(Point annotation data)

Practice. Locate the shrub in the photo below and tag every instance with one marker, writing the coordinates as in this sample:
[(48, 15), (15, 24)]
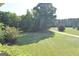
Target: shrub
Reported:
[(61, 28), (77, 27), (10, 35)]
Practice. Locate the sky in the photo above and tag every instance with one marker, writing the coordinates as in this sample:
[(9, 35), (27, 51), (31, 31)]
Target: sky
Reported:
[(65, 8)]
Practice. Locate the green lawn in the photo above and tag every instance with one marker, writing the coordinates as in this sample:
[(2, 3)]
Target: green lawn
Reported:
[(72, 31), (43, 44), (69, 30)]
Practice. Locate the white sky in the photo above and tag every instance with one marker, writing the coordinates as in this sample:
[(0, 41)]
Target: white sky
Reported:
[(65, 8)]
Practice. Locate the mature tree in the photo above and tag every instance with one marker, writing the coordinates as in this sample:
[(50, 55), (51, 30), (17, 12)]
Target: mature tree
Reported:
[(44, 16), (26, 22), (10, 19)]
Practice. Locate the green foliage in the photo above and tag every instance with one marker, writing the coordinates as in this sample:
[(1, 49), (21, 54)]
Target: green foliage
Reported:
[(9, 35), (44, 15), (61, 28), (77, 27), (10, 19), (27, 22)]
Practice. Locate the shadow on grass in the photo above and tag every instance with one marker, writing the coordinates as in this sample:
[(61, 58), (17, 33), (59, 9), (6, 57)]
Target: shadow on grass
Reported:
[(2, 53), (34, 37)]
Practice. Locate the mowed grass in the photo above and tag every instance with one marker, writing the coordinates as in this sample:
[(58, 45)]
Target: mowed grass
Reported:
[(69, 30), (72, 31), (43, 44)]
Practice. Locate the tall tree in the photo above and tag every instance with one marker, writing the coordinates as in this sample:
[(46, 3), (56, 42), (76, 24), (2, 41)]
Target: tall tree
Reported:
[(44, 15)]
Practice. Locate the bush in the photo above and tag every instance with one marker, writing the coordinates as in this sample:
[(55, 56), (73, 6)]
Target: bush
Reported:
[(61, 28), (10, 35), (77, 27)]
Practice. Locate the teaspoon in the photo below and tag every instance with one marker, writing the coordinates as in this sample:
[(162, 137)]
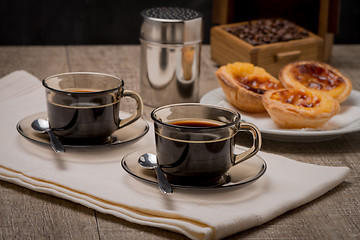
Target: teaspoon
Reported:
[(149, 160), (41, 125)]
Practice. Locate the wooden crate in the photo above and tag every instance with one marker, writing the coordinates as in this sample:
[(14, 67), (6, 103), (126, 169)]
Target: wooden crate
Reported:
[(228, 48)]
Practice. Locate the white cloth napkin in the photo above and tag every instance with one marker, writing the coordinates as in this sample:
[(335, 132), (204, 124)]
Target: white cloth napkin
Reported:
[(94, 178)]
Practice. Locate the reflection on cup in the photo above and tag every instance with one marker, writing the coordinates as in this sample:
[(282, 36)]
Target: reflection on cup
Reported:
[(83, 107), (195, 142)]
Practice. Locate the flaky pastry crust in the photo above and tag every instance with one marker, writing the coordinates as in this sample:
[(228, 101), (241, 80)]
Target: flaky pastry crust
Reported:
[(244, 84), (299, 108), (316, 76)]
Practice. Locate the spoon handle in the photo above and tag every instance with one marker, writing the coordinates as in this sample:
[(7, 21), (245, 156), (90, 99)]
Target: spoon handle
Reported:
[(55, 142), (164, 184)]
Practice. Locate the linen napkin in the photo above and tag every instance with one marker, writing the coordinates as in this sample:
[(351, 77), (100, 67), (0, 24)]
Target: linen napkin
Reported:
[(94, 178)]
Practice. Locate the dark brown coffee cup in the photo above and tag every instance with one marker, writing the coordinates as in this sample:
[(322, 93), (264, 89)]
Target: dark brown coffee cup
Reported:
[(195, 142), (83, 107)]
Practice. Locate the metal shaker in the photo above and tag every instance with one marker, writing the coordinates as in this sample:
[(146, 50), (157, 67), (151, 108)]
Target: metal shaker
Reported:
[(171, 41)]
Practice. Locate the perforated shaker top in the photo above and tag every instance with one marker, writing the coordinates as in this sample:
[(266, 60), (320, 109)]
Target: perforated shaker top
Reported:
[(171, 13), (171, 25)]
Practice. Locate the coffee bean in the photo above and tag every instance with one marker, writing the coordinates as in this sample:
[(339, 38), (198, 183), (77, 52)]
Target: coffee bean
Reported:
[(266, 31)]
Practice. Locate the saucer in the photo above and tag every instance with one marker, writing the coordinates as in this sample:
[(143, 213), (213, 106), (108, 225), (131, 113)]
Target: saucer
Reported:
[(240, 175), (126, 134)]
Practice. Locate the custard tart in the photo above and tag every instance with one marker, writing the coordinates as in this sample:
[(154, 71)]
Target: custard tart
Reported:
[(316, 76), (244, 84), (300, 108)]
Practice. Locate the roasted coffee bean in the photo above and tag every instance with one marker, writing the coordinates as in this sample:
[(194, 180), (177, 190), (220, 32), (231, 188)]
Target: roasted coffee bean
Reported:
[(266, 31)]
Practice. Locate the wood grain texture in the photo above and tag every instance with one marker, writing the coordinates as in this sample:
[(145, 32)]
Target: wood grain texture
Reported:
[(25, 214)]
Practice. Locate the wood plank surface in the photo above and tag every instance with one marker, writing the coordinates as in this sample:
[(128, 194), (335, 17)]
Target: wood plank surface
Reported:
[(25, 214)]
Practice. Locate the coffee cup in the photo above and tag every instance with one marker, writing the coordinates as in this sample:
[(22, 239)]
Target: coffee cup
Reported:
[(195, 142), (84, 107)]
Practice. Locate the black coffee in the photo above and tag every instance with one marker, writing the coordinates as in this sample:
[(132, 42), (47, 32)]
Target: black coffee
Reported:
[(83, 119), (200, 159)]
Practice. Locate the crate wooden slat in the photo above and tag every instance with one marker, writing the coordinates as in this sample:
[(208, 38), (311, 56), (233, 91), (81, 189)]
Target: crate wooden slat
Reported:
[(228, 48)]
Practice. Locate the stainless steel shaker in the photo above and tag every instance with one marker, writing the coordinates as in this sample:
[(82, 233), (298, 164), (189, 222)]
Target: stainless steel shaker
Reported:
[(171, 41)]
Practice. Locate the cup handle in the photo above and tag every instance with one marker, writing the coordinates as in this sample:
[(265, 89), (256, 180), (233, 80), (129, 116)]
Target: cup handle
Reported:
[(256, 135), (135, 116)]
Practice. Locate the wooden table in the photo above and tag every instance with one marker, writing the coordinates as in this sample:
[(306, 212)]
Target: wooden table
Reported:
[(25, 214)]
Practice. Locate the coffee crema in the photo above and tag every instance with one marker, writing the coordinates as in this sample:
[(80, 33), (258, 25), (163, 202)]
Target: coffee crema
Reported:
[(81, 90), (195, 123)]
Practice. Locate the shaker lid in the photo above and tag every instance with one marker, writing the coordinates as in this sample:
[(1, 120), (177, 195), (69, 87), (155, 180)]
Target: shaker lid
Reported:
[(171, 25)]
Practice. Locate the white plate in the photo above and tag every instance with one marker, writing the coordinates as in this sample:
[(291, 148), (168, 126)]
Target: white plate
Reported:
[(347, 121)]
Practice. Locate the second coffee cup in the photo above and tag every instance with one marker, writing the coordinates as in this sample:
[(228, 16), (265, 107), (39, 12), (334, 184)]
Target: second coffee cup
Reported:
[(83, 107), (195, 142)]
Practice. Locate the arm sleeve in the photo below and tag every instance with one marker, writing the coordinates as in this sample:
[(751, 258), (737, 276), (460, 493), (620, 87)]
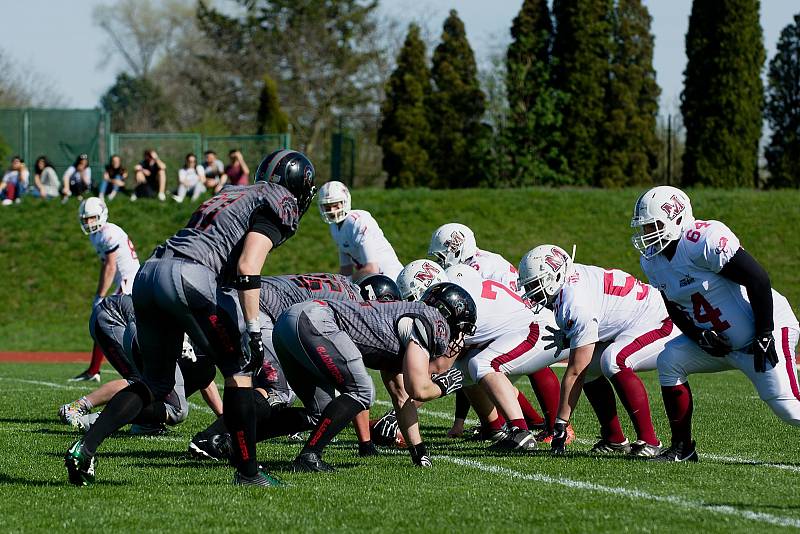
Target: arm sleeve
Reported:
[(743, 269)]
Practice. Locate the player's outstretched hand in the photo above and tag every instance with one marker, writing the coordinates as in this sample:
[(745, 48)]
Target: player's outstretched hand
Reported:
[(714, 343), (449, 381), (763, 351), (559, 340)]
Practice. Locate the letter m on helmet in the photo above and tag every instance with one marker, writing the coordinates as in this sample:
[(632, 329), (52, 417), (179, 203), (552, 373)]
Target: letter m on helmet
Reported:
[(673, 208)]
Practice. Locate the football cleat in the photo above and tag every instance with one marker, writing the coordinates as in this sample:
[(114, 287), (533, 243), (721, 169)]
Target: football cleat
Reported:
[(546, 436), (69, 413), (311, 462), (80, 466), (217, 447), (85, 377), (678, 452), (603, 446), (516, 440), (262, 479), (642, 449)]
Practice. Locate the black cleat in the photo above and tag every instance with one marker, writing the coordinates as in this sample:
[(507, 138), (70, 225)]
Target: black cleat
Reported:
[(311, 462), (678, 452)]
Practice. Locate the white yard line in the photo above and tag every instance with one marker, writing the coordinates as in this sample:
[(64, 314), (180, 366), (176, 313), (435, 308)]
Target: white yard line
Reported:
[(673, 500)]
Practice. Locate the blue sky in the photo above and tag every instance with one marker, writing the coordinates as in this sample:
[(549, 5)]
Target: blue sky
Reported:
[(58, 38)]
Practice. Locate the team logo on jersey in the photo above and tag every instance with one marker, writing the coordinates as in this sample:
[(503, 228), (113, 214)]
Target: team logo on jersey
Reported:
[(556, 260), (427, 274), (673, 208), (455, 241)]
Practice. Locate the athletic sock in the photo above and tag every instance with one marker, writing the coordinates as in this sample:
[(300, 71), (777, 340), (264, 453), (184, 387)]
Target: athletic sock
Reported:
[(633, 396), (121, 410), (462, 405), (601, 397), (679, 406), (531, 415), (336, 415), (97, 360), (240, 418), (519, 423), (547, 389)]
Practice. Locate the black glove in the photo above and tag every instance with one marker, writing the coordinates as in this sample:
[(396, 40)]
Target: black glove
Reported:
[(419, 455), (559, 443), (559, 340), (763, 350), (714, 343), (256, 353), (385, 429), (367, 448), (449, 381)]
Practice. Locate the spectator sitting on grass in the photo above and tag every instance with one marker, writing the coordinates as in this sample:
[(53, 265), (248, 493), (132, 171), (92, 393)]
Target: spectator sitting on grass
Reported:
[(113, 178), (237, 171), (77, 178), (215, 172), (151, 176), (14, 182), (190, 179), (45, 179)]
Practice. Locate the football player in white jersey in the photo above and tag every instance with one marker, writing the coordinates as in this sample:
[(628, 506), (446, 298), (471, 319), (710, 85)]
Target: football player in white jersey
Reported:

What you are asked to do: Please retype the stretch of the data above from the line that contains "Practice. Locate the black cleat" through the line that contains "423), (547, 389)]", both included, keeping every line unchanged.

Output for this exercise:
Practice. Locate the black cleat in the photo above and tag every instance with one marker, writing the coordinates as in this sample:
[(507, 138), (70, 225)]
Target: black cleat
Reported:
[(311, 462), (678, 452)]
Practice. Locate the white yard line in the photo above and tag every instance with one marker, writing the coordinates as in this sample:
[(64, 314), (180, 366), (176, 313), (435, 308)]
Target: white yard line
Reported:
[(673, 500)]
Practice. Locate the blue sky in the photo above and tag every instance with one marker, writing the coordinates as in this sample:
[(549, 5)]
Target: blue sky
Reported:
[(58, 38)]
Practice. Locate the team logo on jersey in the photo above and tag every instance with one marker, writing the coordinates as in this sample:
[(503, 228), (113, 214)]
Target: team logo on jersey
Reported:
[(556, 260), (427, 274), (673, 208), (455, 241)]
Practice. Locate the athletic sock in the photo above and tag every instance with one marker, writing the coordinates as in this sample:
[(300, 71), (777, 340), (264, 453), (184, 387)]
Target: athletic sock
Reported:
[(633, 396), (121, 410), (462, 405), (601, 397), (679, 406), (531, 415), (336, 415), (97, 360), (240, 418), (519, 423), (547, 389)]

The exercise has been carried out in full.